### WORK INSTRUCTION
In the records that follow, find the line with "x=51, y=150"; from there, retype every line exactly through the line with "x=131, y=74", which also belongs to the answer.
*** SOURCE DATA Section Begins ***
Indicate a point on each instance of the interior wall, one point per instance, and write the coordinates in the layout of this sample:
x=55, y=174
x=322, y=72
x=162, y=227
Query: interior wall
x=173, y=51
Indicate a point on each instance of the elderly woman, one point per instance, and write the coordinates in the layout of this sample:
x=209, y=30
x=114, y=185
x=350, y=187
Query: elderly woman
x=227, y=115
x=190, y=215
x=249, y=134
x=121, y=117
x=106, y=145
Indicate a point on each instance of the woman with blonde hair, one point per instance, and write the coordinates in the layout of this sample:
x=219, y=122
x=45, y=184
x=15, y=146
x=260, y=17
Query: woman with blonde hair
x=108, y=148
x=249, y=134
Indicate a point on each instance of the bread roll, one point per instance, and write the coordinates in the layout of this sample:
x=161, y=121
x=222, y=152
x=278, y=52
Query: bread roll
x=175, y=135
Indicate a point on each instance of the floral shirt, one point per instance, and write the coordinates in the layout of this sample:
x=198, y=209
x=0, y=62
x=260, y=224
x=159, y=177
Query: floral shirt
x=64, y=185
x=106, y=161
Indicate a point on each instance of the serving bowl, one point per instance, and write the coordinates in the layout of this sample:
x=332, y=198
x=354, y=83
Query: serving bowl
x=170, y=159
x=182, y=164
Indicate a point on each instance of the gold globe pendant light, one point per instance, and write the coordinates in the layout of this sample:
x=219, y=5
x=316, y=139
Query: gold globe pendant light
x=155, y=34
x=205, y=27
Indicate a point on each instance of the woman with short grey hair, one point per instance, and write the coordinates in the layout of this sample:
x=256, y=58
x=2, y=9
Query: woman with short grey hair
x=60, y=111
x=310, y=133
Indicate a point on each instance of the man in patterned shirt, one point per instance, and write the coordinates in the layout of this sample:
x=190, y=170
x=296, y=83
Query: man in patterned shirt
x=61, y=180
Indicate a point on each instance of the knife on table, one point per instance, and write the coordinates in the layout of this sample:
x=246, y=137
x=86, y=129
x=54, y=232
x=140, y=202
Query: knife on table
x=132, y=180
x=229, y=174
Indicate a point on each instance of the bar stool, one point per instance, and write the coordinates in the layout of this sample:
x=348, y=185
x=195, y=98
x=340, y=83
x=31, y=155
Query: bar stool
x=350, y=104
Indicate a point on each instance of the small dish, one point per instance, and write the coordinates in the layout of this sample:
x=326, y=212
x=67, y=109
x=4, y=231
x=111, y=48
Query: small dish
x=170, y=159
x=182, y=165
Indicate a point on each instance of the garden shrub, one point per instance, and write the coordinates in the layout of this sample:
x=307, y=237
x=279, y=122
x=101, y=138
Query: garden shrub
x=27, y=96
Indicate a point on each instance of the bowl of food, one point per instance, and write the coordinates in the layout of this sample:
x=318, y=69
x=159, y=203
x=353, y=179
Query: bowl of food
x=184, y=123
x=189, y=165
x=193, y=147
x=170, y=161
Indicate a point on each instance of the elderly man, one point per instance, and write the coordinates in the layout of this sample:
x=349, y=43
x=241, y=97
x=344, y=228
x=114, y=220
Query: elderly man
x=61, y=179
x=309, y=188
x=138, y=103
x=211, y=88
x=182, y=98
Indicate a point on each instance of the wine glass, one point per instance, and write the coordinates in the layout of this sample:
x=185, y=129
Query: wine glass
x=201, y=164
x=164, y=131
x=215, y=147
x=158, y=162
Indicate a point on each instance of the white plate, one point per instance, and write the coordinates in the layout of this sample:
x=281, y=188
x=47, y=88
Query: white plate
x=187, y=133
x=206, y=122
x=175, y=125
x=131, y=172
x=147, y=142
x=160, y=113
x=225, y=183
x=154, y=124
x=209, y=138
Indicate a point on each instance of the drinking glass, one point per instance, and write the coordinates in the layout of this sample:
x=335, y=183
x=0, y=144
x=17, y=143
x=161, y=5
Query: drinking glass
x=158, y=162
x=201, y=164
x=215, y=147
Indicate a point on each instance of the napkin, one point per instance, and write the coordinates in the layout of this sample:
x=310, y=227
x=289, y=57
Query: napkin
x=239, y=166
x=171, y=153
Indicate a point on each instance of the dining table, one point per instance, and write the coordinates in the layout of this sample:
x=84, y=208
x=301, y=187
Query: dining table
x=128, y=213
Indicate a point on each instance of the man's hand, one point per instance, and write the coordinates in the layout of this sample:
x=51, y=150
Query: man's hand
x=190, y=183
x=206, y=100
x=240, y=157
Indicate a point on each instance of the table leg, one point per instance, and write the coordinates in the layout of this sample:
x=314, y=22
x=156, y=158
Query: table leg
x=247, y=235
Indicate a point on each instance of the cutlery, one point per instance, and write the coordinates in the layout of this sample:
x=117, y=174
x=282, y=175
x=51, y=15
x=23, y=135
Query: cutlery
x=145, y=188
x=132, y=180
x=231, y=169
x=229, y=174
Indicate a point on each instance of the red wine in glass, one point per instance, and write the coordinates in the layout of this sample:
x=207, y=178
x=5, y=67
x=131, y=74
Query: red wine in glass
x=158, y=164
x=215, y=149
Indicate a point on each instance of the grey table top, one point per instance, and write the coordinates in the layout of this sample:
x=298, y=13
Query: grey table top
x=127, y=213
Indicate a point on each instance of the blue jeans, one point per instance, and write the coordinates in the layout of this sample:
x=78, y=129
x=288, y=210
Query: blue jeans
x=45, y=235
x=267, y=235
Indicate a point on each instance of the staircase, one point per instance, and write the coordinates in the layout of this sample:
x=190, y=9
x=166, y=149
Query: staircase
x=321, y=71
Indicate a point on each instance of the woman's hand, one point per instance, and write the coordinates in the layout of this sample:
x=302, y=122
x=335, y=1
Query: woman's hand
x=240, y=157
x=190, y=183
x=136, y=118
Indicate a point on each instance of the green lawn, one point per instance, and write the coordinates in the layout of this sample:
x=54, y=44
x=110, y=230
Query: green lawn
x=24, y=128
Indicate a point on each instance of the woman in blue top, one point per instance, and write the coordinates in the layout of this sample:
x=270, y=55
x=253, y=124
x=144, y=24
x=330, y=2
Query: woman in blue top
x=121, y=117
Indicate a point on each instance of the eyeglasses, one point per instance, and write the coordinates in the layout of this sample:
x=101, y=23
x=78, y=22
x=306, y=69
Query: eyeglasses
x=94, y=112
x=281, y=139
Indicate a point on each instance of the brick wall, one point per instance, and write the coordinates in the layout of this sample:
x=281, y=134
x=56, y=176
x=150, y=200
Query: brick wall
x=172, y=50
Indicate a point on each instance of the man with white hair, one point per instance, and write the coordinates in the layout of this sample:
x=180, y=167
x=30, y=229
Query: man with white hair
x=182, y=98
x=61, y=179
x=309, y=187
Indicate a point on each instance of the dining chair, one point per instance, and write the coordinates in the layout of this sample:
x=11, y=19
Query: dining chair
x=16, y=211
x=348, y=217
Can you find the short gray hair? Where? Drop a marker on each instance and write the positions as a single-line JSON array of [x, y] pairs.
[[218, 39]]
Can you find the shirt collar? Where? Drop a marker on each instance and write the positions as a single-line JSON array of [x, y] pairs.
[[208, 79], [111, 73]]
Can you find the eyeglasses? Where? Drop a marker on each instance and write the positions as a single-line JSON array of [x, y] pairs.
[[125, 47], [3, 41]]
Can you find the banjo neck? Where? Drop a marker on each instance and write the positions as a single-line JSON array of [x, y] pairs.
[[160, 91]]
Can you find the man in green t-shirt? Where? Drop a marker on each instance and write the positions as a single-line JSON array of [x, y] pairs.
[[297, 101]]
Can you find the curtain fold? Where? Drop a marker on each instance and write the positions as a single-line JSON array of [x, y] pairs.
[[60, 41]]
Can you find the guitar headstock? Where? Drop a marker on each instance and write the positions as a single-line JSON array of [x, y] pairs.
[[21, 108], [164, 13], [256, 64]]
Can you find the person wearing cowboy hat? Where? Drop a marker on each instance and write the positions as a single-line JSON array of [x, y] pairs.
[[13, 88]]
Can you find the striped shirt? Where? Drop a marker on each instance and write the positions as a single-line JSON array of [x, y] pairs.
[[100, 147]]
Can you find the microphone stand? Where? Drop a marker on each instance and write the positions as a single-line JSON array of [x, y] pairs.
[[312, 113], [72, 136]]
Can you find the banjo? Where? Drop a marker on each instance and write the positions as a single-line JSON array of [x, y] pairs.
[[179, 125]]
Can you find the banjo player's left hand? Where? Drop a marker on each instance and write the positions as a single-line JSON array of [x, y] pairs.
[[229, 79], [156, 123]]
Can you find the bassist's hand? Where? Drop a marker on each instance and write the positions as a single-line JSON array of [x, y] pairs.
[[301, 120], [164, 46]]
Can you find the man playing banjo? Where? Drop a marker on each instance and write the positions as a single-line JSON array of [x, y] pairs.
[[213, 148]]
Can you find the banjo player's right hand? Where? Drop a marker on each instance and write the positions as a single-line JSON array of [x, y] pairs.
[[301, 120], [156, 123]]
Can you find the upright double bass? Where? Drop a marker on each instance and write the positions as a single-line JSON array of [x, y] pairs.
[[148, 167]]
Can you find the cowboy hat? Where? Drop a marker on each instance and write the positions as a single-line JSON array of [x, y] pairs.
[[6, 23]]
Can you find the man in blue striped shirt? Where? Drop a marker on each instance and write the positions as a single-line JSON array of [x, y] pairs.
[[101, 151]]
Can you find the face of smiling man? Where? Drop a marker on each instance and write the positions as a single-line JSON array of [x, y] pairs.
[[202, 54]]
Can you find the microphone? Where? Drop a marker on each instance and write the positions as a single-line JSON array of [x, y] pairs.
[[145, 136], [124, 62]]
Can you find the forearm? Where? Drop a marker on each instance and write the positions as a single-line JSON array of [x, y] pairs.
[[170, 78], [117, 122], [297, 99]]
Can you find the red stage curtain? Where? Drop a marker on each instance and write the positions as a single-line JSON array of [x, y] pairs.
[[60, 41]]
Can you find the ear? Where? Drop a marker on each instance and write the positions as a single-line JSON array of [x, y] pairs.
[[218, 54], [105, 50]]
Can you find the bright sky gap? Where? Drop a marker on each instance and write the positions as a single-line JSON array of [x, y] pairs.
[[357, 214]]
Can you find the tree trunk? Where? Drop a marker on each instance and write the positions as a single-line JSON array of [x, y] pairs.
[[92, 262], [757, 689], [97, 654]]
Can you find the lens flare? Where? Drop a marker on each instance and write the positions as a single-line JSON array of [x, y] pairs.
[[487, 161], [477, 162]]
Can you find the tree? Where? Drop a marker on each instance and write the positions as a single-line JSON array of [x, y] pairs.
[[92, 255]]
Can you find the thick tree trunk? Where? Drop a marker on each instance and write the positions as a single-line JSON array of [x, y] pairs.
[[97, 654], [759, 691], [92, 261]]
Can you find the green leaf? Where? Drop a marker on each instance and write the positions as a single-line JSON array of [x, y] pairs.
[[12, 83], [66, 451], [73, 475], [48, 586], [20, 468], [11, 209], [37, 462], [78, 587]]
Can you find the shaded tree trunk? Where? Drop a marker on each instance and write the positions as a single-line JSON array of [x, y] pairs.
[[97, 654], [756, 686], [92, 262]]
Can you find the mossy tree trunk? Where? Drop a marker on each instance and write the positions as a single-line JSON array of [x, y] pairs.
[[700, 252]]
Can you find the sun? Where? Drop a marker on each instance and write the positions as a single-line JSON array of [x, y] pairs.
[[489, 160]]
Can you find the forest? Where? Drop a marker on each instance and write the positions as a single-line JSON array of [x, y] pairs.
*** SOURCE DATA Section Ends ***
### ANSWER TO THIS EXERCISE
x=51, y=150
Query: man's hand
x=190, y=183
x=206, y=100
x=240, y=157
Indicate a point on each instance of the table leg, one point per instance, and write the coordinates in the layout of this sample:
x=314, y=22
x=156, y=158
Query: table leg
x=247, y=235
Indicate a point on each instance of the cutlery, one point per instance, and write the coordinates in the layout of this sample:
x=117, y=174
x=282, y=175
x=51, y=15
x=23, y=135
Query: cutlery
x=145, y=188
x=132, y=180
x=231, y=169
x=229, y=174
Indicate a point on each instance of the red wine in glass, one point per instance, and write the coordinates in the layout of this sample:
x=207, y=178
x=5, y=67
x=131, y=74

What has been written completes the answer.